* Begin Source passage *

Hi,

I am using sqlalchemy like this:

entries = session.query(User)
for entry in entries:
    entry.check_it_is_all_right() # includes changing values of
columns if necessary
    session.flush()

As you might have noticed, I am iterating over all rows in the
database. Since there are like thousands rows, each containing like
10kB of data (and I _do_ need all of the data for each entry), it is
unconvenient for me how sqlalchemy treats this:

it loads _all_ objects into memory - this takes approx. 30 seconds on
a dedicated machine with 100% CPU usage, taking away tens of MB of
RAM. (it is my virtual testing machine, it's fine there (although who
wants to wait 30 seconds to only realize that the processing fails
with exception on first entry :-)), but I most probably can't use such
a resource-eater on a production server).

It would however suffice that sqlalchemy made the access to the result
sequentially, without loading more than is really needed at the
moment. I thought the Python iterator protocol (__iter__ and next
methods) are exactly tailored for this efficient access (e.g.

* End Source passage *

Please translate this sentence from the SQLAlchemy post above into Spanish: "It would however suffice that sqlalchemy made the access to the result sequentially, without loading more than is really needed at the moment."

* Begin Listing *

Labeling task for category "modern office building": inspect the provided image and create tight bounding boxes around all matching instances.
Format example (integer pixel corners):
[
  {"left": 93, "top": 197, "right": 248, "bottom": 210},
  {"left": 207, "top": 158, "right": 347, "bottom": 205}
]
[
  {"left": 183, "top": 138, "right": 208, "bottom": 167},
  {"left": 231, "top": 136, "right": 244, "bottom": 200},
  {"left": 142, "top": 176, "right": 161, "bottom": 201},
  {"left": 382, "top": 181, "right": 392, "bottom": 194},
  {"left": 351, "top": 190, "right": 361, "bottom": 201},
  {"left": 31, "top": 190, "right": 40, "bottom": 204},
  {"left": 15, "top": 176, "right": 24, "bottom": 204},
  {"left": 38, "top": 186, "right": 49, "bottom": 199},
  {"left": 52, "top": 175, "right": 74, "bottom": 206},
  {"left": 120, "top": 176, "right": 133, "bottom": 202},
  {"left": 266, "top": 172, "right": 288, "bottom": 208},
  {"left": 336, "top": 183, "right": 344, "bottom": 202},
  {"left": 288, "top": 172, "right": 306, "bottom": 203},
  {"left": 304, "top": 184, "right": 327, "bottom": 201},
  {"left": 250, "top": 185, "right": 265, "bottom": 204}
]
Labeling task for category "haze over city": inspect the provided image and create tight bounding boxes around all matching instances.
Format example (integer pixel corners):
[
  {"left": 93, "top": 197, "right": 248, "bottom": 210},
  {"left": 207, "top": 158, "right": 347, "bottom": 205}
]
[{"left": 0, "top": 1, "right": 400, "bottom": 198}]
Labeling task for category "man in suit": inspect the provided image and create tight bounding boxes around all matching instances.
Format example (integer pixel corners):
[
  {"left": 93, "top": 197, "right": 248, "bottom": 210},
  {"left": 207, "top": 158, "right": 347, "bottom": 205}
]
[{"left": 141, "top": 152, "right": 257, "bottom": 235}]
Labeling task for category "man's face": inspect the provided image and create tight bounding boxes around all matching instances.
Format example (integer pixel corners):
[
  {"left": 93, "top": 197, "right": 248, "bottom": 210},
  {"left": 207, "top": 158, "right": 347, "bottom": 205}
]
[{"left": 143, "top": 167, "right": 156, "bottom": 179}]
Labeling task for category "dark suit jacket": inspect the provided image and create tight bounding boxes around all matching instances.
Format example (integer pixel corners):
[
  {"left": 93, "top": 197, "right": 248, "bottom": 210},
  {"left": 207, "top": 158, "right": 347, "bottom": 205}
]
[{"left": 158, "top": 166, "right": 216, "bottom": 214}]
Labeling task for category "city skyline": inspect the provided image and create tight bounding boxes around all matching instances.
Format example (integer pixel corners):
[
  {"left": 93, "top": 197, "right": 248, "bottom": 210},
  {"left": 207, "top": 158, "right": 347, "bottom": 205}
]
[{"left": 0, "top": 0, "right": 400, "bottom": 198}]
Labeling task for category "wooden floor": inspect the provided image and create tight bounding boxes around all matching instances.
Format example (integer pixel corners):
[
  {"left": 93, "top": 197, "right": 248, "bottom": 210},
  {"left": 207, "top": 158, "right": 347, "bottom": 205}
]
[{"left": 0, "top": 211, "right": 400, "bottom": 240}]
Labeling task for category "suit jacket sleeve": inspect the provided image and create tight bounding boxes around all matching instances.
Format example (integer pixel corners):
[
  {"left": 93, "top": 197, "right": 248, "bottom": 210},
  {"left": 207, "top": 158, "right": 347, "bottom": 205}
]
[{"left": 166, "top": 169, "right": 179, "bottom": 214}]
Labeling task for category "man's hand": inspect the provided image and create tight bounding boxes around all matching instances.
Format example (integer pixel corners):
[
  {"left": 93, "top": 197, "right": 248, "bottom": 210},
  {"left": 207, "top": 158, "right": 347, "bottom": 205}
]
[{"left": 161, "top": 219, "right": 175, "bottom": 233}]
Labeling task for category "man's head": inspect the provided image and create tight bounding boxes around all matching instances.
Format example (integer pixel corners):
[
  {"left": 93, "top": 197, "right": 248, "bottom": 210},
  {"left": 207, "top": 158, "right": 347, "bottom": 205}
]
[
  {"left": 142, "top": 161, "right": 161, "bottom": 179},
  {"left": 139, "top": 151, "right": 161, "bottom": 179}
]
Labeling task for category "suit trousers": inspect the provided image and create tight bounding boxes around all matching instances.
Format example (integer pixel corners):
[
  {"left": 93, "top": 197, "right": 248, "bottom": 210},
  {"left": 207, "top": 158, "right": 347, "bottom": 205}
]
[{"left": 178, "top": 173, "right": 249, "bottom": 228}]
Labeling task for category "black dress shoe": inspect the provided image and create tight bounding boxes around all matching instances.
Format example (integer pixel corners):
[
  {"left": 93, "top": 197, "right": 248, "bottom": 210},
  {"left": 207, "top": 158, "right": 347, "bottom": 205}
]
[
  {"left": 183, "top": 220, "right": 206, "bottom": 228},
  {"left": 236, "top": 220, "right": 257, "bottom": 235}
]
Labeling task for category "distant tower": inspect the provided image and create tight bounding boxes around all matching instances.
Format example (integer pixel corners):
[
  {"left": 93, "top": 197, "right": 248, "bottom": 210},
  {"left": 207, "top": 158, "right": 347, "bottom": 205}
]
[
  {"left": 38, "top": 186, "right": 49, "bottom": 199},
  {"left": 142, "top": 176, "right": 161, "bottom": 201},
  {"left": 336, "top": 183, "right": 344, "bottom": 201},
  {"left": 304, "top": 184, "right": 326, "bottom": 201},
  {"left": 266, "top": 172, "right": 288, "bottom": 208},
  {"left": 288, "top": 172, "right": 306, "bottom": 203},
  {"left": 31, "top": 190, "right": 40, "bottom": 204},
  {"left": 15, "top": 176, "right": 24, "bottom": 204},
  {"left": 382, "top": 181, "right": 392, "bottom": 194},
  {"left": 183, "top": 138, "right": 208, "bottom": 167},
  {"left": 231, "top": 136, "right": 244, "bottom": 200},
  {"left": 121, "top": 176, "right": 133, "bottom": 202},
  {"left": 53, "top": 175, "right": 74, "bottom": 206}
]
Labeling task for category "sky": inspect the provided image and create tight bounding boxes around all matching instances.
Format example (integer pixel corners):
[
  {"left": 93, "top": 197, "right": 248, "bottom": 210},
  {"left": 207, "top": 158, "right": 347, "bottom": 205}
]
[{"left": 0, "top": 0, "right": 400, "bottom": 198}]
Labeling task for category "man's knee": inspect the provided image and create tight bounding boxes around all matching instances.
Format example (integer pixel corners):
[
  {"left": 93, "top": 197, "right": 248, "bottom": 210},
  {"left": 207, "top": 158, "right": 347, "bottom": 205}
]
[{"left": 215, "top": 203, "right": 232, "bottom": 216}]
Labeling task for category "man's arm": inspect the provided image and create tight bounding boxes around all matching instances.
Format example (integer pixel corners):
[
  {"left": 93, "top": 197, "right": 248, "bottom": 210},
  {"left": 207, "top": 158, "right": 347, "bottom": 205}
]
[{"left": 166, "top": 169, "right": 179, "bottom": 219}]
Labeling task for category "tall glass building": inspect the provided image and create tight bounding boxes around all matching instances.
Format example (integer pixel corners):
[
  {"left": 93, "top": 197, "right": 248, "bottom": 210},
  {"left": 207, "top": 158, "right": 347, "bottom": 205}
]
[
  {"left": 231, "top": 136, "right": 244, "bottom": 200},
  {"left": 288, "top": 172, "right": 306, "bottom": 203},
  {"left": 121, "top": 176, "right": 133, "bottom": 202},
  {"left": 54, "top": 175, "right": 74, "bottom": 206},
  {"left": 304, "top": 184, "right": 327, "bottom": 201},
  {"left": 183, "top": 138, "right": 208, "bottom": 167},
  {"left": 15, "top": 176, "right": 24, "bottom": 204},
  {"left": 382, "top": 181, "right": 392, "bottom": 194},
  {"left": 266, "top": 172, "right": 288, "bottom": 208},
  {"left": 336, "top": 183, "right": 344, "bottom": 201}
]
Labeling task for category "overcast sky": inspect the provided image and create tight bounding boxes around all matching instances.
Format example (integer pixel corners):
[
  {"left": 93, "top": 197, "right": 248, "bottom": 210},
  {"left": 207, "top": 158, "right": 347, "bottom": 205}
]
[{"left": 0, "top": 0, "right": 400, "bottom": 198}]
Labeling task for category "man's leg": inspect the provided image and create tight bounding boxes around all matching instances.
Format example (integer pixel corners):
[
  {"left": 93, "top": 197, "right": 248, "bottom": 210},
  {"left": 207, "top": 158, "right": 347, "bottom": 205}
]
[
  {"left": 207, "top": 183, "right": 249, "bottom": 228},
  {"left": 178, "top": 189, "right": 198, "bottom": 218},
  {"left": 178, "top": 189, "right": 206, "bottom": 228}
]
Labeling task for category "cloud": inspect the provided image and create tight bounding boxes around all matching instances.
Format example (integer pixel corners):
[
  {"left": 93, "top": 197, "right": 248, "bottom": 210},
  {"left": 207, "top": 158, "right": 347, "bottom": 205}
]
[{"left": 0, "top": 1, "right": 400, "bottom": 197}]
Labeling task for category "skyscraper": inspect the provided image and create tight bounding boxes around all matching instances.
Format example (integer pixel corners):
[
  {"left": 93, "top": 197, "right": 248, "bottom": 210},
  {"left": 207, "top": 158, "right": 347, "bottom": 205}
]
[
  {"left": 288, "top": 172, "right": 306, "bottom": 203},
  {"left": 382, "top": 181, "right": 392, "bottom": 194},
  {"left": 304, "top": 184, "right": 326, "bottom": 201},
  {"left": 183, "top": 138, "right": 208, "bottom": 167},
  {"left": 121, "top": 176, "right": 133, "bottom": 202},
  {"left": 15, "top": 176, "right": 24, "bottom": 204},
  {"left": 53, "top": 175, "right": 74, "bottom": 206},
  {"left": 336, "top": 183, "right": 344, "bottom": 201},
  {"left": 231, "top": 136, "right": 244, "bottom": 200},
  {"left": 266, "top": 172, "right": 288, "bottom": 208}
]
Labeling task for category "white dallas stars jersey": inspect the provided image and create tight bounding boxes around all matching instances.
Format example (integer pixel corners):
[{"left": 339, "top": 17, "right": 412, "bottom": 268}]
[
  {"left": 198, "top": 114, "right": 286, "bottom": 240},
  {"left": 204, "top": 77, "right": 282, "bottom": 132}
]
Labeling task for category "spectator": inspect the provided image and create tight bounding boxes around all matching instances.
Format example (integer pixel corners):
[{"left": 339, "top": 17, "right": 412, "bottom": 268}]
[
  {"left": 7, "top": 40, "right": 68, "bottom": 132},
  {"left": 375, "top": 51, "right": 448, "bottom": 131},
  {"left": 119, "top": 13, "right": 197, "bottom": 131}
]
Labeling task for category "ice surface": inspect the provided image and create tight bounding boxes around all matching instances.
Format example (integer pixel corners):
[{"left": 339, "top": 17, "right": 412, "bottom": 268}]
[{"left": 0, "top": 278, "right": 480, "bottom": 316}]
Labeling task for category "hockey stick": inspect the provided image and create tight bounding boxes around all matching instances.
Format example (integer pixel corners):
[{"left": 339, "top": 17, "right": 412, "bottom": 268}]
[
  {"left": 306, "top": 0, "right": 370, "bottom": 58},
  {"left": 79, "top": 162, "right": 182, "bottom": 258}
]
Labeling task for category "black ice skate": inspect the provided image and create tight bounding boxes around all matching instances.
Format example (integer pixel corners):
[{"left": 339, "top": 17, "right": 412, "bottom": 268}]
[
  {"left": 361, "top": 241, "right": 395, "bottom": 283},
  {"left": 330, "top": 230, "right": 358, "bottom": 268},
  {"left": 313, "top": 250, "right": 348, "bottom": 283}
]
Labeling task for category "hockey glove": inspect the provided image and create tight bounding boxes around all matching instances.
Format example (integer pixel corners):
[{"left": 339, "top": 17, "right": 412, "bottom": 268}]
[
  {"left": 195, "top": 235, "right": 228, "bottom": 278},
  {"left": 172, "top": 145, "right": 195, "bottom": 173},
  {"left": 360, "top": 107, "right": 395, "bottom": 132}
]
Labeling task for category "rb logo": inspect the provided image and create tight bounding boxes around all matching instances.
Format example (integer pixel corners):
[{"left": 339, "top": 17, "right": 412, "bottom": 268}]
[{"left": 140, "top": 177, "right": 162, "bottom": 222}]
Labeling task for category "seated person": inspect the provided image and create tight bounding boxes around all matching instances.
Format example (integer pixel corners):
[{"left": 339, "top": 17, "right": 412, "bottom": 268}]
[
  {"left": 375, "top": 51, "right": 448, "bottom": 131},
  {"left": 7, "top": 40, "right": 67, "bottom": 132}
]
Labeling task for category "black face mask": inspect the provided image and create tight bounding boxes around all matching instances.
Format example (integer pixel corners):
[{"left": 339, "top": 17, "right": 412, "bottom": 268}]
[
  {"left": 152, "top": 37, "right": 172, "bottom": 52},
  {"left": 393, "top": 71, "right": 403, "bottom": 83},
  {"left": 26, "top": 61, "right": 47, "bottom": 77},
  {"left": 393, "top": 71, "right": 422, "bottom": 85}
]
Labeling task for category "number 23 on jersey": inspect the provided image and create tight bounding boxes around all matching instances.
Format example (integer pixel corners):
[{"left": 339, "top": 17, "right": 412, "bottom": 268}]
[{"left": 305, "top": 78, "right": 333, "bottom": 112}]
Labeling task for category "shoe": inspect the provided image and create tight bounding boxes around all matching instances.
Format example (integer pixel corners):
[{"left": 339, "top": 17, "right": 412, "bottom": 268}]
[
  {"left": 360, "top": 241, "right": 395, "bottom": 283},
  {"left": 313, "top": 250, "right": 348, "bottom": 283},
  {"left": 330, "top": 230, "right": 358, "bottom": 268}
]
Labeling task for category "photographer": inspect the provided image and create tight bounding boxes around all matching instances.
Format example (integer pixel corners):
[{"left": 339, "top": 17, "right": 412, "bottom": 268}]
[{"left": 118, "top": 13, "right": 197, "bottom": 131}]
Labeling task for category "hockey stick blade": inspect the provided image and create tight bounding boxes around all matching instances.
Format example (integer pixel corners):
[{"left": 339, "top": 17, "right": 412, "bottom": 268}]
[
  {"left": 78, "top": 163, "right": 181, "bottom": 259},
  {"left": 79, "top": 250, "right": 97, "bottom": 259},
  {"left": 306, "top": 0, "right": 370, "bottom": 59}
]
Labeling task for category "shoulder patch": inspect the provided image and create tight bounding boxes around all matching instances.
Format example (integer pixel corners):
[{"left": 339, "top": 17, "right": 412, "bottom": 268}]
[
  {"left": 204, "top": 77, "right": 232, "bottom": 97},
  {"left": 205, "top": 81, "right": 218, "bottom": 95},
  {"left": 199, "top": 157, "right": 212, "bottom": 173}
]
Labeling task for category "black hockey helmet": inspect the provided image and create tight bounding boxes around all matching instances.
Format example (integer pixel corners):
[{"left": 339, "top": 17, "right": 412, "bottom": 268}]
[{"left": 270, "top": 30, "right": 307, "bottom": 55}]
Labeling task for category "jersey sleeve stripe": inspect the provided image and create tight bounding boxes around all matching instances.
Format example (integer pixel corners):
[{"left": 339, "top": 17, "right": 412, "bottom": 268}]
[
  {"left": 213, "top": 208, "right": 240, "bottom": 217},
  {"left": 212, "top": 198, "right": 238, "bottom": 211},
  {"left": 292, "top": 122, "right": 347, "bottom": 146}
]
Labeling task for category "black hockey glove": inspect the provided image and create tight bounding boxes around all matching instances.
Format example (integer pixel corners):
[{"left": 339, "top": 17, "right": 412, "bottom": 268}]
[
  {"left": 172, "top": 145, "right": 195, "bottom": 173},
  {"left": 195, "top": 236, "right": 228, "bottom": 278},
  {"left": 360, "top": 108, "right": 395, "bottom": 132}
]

* End Listing *

# The result
Sin embargo, bastaría con que sqlalchemy accediera al resultado de forma secuencial, sin cargar más de lo que realmente se necesita en ese momento.